Objectif A - Extrayez de l'essai du Land Rover Defender le passage qui va de « Qui ne connaît » jusqu'à « dans la suite. », sans y changer un seul mot.
Objectif B - Prolongez l'essai du Land Rover Defender à la suite de sa dernière phrase, en conservant le même ton.

Essai – Land Rover Defender 110 P400 : Le fils n’a rien à envier au père

Le statut d’icône n’est pas seulement réservé aux voitures les plus puissantes de leur temps ou aux modèles qui ont révolutionné le design automobile. Il y a de ces automobiles qui ont marqué leur époque ou même traversé les âges à la force de leurs aptitudes mécaniques hors du commun, grâce à leur robustesse ou leur caractère sans pareil. Le Land Rover Defender fait partie de cette catégorie. Le renouveler, dans notre ère contemporaine, s’avère donc être un exercice dangereux.

  • 6 cylindres, turbo, essence, 2’995 cm3
  • 400 ch de 5’500 à 6’500 t/min
  • 550 Nm de 2’000 à 5’000 t/min
  • Boîte de vitesses automatique, 8 rap.
  • Vitesse maxi : 208 km/h
  • 0 à 100 km/h en 6.1 sec.
  • Poids : 2’343 kg
  • Long./larg./haut. (mm): 5’018 x 2’008 x 1’967
  • Conso. mesurée : 14 l/100 km
  • Emissions CO2 : 255 g/km (G)
  • dès CHF 80’700.-, mod.essayé: CHF 100’580.-


Texte : Matthieu Giraudier / Photos : Matthieu Giraudier, Patrick Schneuwly


Qui ne connaît pas le Defender ou le Def’ pour les intimes ? Avec sa gueule carrée, son style très « roots », sa fabrication à la britannique et surtout sa nature baroudeuse, il est rentré dans la culture collective comme le véhicule de l’aventure, que l’on peut amener aussi bien dans le sable, dans la boue, dans la jungle ou encore au fin fond de la toundra.

Comme toutes choses évoluent, Land Rover décide en 2016 d’arrêter la longue et belle carrière du rustique 4×4, avant d’annoncer en 2018 l’arrivée de la deuxième génération (ou de la sixième série). Un défi de taille pour la marque britannique, qui tient à préserver l’héritage du nom tout le faisant entrer le modèle dans le 21ème siècle. Une question brûle alors les lèvres de tous : est-ce que cette mouture moderne est à la hauteur de son prédécesseur ? Réponse dans la suite.

A l’extérieur

On peut le dire sans ambages, discuter de design néo-rétro figure parmi les exercices les plus houleux chez les passionnés d’automobiles, tant le sujet clive franchement, ayant autant de détracteurs que d’adorateurs. Pour le cas du Defender, il paraissait inenvisageable que la nouvelle génération ne soit pas dans cette veine, tant la philosophie du modèle historique est puissante et le dessin reconnaissable parmi 1’000 véhicules. La nouvelle mouture fait pourtant dans l’esthétique hybride, misant sur un caractère global fortement hérité de ces ancêtres, tout en se modernisant franchement.

Pour commencer dans les éléments signature, vrai clin d’œil au passé, on peut débuter par la stature cubique de l’ensemble. C’est ce qui interpelle en premier lieu : le Defender dernier cru est massif, très imposant, tout en volume, ce qui lui confère un caractère statutaire. Autre élément que l’on peut citer est naturellement les optiques avant, rondes, accompagnées sur l’extérieur des clignotants, ici plus rapprochés des projecteurs. On remarque aussi les lucarnes latérales du pavillon, vieil héritage issu des nécessités militaires du modèle original, tout comme les plaques de protections du capot avant.

Données enregistrées -

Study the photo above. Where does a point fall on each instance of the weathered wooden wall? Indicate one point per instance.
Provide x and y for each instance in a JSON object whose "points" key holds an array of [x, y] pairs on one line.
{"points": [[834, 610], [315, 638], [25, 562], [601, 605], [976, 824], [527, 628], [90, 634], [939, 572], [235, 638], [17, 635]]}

Réponse rédigée A -
Qui ne connaît pas le Defender ou le Def’ pour les intimes ? Avec sa gueule carrée, son style très « roots », sa fabrication à la britannique et surtout sa nature baroudeuse, il est rentré dans la culture collective comme le véhicule de l’aventure, que l’on peut amener aussi bien dans le sable, dans la boue, dans la jungle ou encore au fin fond de la toundra.

Comme toutes choses évoluent, Land Rover décide en 2016 d’arrêter la longue et belle carrière du rustique 4×4, avant d’annoncer en 2018 l’arrivée de la deuxième génération (ou de la sixième série). Un défi de taille pour la marque britannique, qui tient à préserver l’héritage du nom tout le faisant entrer le modèle dans le 21ème siècle. Une question brûle alors les lèvres de tous : est-ce que cette mouture moderne est à la hauteur de son prédécesseur ? Réponse dans la suite.

Réponse rédigée B -
Côté modernité, le Defender est ici plus en rondeur sur les franges, les arêtes ne sont plus aussi saillantes qu’avant. Tout autour du véhicule, les pièces de carrosserie sont plus ciselées mais font aussi plus « plastique ». Le look de baroudeur d’antan en prend un coup et, sans même monter dans le véhicule, on s’imagine moins embarquer l’engin dans la jungle ou aller dévorer à n’en plus finir du sable dans un lointain désert. C’est ici plus sage et clairement plus urbain.

Les phares arrière connaissent aussi un renouveau stylistique, avec une forme carrée et une disposition verticale sur les flancs de la face arrière. Sur les côtés, on retrouve les ouïes caractéristiques des modèles Land Rover, celle de gauche n’étant pas purement esthétique mais aussi fonctionnelle, puisqu’elle peut accueillir un snorkel.

Le design du nouveau Defender divise pour sûr. A mes yeux, c’est une réussite, un bon dosage entre éléments qui ravissent les fans du modèle et une évolution logique vers une esthétique moderne, qui s’accorde avec les standards du moment.

A l’intérieur

Si le glissement de philosophie vers un style plus urbain se fait sentir à l’extérieur, cette impression est bien plus forte une fois que l’on arrive dans l’habitacle. Exit les cadrans à l’ancienne et la console centrale rudimentaire où l’on entend les rappels claqués à chaque fois que l’on désactive une fonction électrique. Le rustique fait place à un environnement de SUV ce qu’il a de plus conventionnel.

Les ingénieurs de la marque ont bien tenté de rendre l’habitacle un brin agreste, avec des têtes de vis apparentes dans les contre-portes et l’emploi de matériaux plus rugueux, mais le résultat n’est, selon moi, pas franchement concluant. Le plastique blanc cassé gris employé dans la structure primaire du volant ainsi qu’en placage çà et là n’est pas du meilleur effet. Il fait simplement « cheap ». Quand on ajoute les revêtements en fibres synthétiques qui recouvrent entre autres les arêtes de la planche de bord, la sellerie en textile épais qui semble se salir facilement, les choix opérés par les hommes de Coventry ne concourent ni à bon ressenti de finition ni à la sensation de robustesse que l’on attend d’un 4×4 aventurier. Sur ce point, je suis assez perplexe et légèrement déçu. J’aurai apprécié une prise de parti plus nette à la faveur de l’utilitaire.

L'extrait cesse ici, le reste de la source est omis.